• [SOURCE EXCERPT]:
Bottom line: I can't disable the first one without a second one installed (I'm assuming) and the computer won't start up unless there's only the one in there. The S3 isn't actually a card; I can't just replace it. Though the control panel tells me I can disable it, I don't think I want to because then how will it put anything up on the screen?
What sorts of factors determine whether or not a video card works, on my machine or any? Is there any component I'm ignoring?
I can't do that unless I'm absolutely sure that it will work. My mother earns a living using Microsoft Word, and as much as I think it would work, I'm not inclined nor allowed to do so. We can't be sure there's any way to restore our old settings if we can't see anything using the new card. If that were to happen ...We'd be screwed.
I need to know why the thing won't boot if a new card is in there. If it's because the monitor is still attempting to read from the first card, that method would work (in theory). If it's anything else, the entire computer is rendered useless.
I do have an extra monitor on hand, if that helps in any way.
The method I outlined is safe; if there is a problem (although I doubt there will be unless there is a problem with the board) you can always remove the battery and clear the CMOS, defaulting to the S3 and saving your system.
Read this if you're curious, skip to the bottom for the short answer.
The CMOS is the settings stored in the BIOS.
Basically, the BIOS is a ROM with a small program on it that boots your PC (what you see when you first switch on your PC - Phoenix Tech. etc...)
The CMOS data is the data that you see when you press F2/Del to 'enter setup'. When you clear the CMOS data, it doesn't remove the program, it removes the custom settings for the BIOS. When you switch back on, the settings will be default (underclocked etc...). It takes less than a minute to restore the settings, it's very simple.
So in short, no, clearing the CMOS data won't affect your hard disk or data at all.
If I am allowed to try it, I will. My dad is still waiting for another reply from Computer Geeks (Who should've sent us information before sending another card, but that's another story :roll: .)
As far as I can tell, that sounds like the answer.

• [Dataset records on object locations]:
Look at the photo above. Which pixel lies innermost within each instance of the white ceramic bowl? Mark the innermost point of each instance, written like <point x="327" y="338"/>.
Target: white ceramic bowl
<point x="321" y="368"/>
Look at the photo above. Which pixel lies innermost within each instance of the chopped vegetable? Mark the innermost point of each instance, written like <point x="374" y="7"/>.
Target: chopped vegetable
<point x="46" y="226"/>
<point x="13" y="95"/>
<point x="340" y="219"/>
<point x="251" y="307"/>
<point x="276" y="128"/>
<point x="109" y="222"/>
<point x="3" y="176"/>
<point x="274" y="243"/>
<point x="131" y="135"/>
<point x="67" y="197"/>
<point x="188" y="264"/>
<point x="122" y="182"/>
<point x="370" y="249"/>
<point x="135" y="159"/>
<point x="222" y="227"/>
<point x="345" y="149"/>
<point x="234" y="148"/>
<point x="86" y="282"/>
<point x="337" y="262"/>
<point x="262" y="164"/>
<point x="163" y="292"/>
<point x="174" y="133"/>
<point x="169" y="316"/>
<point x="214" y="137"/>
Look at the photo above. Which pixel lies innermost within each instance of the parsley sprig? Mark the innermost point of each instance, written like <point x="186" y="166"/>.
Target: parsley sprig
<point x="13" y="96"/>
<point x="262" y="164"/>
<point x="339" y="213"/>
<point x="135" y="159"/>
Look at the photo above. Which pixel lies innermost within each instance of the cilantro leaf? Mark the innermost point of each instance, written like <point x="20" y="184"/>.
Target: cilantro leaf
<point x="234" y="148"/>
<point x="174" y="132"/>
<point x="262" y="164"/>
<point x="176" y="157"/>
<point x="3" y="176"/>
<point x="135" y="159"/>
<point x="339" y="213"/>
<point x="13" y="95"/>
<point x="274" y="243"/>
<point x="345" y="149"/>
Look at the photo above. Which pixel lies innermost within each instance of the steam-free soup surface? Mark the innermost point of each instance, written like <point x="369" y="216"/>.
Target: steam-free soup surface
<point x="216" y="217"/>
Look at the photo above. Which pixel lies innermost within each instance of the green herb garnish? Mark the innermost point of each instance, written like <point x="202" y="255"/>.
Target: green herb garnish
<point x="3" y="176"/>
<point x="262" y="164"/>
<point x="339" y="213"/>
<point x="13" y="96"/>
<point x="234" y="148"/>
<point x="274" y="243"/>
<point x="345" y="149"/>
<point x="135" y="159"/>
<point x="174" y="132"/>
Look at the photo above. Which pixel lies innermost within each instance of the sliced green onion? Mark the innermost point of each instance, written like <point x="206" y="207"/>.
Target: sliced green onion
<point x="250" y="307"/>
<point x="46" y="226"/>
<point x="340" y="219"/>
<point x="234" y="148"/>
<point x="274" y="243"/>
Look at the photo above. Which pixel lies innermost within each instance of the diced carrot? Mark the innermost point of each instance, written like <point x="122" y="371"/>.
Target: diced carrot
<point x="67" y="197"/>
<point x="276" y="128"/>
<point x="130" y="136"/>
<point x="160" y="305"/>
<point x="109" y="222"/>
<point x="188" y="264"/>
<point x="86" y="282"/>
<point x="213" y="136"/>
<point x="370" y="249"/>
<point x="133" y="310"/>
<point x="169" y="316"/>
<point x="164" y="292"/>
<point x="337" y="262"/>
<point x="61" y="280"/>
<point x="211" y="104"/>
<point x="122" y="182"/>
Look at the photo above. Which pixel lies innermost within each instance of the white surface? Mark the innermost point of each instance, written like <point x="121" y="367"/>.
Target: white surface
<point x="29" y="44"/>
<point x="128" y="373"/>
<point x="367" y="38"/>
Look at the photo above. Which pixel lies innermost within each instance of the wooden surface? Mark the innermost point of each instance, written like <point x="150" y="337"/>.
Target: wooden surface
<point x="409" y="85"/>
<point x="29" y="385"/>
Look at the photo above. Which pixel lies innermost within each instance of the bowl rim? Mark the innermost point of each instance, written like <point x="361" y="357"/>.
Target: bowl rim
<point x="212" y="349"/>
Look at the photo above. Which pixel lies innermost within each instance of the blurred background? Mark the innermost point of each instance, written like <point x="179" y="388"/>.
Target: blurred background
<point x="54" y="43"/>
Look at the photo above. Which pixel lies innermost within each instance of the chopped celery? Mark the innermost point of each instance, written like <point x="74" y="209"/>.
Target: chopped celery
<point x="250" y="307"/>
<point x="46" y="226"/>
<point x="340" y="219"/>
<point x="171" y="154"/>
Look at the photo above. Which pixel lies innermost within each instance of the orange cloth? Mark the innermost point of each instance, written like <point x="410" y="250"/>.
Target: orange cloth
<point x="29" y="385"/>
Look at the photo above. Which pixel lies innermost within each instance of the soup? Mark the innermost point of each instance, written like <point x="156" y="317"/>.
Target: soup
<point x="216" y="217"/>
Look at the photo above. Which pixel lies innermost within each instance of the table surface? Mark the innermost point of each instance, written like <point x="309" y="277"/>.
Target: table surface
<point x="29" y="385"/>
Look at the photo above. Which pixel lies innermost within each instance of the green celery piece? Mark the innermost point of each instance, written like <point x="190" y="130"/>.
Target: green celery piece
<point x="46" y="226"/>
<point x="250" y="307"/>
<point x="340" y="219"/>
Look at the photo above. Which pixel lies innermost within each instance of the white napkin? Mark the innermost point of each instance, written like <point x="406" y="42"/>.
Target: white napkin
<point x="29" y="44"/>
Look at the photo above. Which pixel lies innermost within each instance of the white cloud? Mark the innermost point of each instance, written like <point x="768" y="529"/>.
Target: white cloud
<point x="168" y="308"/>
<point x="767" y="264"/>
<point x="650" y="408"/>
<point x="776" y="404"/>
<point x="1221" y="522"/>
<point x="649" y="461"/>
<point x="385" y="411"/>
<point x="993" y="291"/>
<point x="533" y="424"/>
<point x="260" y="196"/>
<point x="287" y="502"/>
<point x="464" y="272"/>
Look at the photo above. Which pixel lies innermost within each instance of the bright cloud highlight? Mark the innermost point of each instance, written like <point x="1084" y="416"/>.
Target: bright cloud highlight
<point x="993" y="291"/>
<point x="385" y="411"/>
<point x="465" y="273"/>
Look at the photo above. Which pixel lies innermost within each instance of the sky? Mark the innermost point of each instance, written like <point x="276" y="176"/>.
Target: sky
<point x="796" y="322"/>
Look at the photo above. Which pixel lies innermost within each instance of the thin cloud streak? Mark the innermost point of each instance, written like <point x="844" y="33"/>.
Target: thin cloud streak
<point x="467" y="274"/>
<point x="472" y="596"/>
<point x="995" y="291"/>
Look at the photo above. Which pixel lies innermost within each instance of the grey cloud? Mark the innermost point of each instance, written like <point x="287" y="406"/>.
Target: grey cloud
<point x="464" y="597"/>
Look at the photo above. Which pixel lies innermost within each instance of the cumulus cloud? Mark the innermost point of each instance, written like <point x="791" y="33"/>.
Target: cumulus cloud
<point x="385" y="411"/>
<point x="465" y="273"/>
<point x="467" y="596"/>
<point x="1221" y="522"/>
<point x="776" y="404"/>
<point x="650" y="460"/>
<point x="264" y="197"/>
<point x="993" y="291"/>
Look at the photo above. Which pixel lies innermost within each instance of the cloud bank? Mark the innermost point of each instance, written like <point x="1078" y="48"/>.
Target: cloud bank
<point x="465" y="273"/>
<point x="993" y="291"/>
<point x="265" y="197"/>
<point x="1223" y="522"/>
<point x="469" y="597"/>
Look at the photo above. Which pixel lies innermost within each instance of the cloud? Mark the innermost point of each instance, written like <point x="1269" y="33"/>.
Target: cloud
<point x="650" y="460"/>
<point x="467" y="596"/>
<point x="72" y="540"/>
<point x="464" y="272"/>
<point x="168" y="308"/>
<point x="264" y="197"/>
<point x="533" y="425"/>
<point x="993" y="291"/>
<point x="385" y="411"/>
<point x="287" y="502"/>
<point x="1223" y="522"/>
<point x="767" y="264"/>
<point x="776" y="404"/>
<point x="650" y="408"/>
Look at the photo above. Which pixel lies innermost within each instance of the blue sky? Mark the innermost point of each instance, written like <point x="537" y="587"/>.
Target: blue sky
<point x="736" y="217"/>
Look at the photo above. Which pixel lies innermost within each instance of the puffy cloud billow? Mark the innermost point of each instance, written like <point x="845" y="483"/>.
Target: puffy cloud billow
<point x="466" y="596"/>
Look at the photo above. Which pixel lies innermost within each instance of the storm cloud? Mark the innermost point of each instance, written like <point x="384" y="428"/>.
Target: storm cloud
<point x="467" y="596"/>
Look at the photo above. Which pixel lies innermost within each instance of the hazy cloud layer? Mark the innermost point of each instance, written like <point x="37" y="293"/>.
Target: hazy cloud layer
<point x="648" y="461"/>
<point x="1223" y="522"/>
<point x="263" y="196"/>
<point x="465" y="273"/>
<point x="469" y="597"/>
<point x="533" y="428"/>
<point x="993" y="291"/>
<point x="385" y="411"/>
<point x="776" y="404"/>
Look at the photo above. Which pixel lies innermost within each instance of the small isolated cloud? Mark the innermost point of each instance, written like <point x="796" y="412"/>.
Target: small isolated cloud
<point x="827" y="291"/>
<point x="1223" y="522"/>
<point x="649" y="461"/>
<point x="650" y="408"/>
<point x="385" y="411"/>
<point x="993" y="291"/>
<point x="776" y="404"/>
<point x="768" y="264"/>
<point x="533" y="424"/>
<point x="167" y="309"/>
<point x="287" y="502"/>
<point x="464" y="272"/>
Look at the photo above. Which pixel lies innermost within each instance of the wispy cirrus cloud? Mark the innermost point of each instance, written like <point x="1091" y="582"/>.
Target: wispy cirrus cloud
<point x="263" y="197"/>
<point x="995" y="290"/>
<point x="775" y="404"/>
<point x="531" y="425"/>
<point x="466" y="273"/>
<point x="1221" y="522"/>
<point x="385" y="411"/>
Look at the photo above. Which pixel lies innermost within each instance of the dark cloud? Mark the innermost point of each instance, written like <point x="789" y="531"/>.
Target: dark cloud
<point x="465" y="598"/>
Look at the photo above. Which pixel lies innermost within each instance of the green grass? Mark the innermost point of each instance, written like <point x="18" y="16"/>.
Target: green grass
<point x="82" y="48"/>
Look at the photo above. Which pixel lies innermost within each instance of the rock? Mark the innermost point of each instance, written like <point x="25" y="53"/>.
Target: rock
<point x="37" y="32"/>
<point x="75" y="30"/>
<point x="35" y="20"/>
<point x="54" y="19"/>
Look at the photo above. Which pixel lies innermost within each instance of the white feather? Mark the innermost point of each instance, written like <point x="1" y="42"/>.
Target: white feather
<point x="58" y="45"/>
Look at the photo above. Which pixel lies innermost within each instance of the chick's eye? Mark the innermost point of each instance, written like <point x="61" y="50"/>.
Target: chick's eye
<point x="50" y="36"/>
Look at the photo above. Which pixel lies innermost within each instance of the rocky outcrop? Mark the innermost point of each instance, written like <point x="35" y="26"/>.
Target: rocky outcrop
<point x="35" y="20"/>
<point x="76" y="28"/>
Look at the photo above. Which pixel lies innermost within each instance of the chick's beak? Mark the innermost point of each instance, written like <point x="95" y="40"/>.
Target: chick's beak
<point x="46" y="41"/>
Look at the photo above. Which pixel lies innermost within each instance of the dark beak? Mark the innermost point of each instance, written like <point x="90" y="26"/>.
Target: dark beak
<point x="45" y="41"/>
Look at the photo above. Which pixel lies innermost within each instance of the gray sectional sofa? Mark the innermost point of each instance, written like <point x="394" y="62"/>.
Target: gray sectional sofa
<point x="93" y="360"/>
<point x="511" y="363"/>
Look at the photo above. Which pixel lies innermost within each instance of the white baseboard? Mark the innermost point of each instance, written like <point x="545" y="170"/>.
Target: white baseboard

• [TASK SET]:
1. Output everything in the video card discussion from "I can't do that" down to "saving your system.".
2. Answer these questions from the video card discussion:
(a) Which component does the discussion say isn't actually a card?
(b) Which keys does it name for entering setup?
(c) What spare item does one writer have on hand?

• [ANSWERS BELOW]:
1.
I can't do that unless I'm absolutely sure that it will work. My mother earns a living using Microsoft Word, and as much as I think it would work, I'm not inclined nor allowed to do so. We can't be sure there's any way to restore our old settings if we can't see anything using the new card. If that were to happen ...We'd be screwed.
I need to know why the thing won't boot if a new card is in there. If it's because the monitor is still attempting to read from the first card, that method would work (in theory). If it's anything else, the entire computer is rendered useless.
I do have an extra monitor on hand, if that helps in any way.
The method I outlined is safe; if there is a problem (although I doubt there will be unless there is a problem with the board) you can always remove the battery and clear the CMOS, defaulting to the S3 and saving your system.

2.
(a) The S3
(b) F2/Del
(c) An extra monitor